Task brief = Rewrite all the entries below in full, requests included, and shift each answer coordinate by adding 41 to it.

Dataset content =
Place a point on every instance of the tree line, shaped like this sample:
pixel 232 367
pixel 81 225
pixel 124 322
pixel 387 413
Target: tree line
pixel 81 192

Reply to the exercise =
Place a point on every instance of the tree line, shaped like this sample:
pixel 232 367
pixel 81 225
pixel 124 322
pixel 387 413
Target: tree line
pixel 122 233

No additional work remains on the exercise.